### AUSGEWÄHLTER TEXT:
☆ ☆ ☆ ☆
Die Nel ASA-Aktie muss Federn lassen
Am Dienstagmorgen reagierte die Nel ASA-Aktie mit heftigen Verlusten. Schon kurz nach Handelsbeginn rasselte der Titel um knapp fünf Prozent in die Tiefe und landete zunächst bei 0,40 Euro. Einmal mehr ist es hier bestenfalls eine psychologische Komponente, welche einen Sturz in Richtung 52-Wochen-Tief bei 0,37 Euro verhindern könnte. Allzu viel Verlass ist darauf aber nicht. Denn die gestern verkündeten Neuigkeiten hätten in den Augen vieler Anteilseigner kaum niederschmetternder sein können.
Nel ASA Aktie Chart
Gewartet wird an den Märkten eigentlich darauf, dass Nel endlich Auftragseingänge im größeren Stil vorweisen kann und auch die Frequenz solcher Meldungen endlich zulegen kann. Stattdessen gab es nun gefühlt das Gegenteil zu sehen. Grüner Wasserstoff scheint für viele Unternehmen noch immer nicht attraktiv genug zu sein, um darin im großen Stil zu investieren. Die Schlappe aus Norwegen hinterlässt durchaus auch bei anderen Wasserstoff-Aktien ihre Spuren.
ThyssenKrupp Nucera: Grund zur Sorge?
☆ ☆ ☆ ☆
### ÜBUNGSDATEN:
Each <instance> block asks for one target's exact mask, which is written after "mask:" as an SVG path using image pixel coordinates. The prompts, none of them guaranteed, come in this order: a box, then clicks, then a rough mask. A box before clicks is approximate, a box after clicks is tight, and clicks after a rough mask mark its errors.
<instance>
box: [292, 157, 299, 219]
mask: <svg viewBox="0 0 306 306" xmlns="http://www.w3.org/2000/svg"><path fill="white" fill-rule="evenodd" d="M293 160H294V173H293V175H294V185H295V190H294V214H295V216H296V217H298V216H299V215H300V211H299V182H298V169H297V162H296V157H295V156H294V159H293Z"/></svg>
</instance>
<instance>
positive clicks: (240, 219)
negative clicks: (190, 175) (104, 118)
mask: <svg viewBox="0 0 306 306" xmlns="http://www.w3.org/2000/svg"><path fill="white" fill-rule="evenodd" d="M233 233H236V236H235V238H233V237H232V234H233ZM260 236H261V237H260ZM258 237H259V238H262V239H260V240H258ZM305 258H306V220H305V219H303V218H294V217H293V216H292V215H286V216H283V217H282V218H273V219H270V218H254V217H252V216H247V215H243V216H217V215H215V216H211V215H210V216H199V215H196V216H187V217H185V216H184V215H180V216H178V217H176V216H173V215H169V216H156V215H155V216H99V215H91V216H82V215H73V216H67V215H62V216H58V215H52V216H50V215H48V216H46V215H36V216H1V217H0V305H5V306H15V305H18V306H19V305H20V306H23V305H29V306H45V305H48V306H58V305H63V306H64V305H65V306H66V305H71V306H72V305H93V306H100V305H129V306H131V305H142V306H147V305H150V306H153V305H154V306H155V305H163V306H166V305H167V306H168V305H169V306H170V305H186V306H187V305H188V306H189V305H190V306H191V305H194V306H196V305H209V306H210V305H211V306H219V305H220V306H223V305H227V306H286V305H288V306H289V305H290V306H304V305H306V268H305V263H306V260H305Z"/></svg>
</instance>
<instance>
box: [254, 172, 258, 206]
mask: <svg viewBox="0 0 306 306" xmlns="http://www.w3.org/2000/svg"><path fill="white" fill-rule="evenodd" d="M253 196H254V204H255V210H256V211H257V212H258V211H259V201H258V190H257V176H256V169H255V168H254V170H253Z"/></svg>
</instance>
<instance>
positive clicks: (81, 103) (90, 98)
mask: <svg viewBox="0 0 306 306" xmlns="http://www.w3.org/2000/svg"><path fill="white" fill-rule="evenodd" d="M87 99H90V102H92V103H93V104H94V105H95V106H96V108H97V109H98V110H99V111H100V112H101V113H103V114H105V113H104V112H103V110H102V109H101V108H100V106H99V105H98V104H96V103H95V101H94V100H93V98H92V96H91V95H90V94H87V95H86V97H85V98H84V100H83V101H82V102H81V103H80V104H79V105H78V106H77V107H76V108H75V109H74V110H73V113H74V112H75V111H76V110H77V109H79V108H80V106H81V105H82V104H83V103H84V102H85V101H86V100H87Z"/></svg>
☆ ☆ ☆ ☆
### WAS ZU TUN IST:
Schreiben Sie aus dem Text zur Nel-ASA-Aktie den Abschnitt ab, der mit den Worten „Die Nel ASA-Aktie muss“ beginnt, und hören Sie nach „niederschmetternder sein können.“ auf. Die Daten haben mit dem Text zur Nel-ASA-Aktie nichts zu tun.

### ANTWORT:
Die Nel ASA-Aktie muss Federn lassen
Am Dienstagmorgen reagierte die Nel ASA-Aktie mit heftigen Verlusten. Schon kurz nach Handelsbeginn rasselte der Titel um knapp fünf Prozent in die Tiefe und landete zunächst bei 0,40 Euro. Einmal mehr ist es hier bestenfalls eine psychologische Komponente, welche einen Sturz in Richtung 52-Wochen-Tief bei 0,37 Euro verhindern könnte. Allzu viel Verlass ist darauf aber nicht. Denn die gestern verkündeten Neuigkeiten hätten in den Augen vieler Anteilseigner kaum niederschmetternder sein können.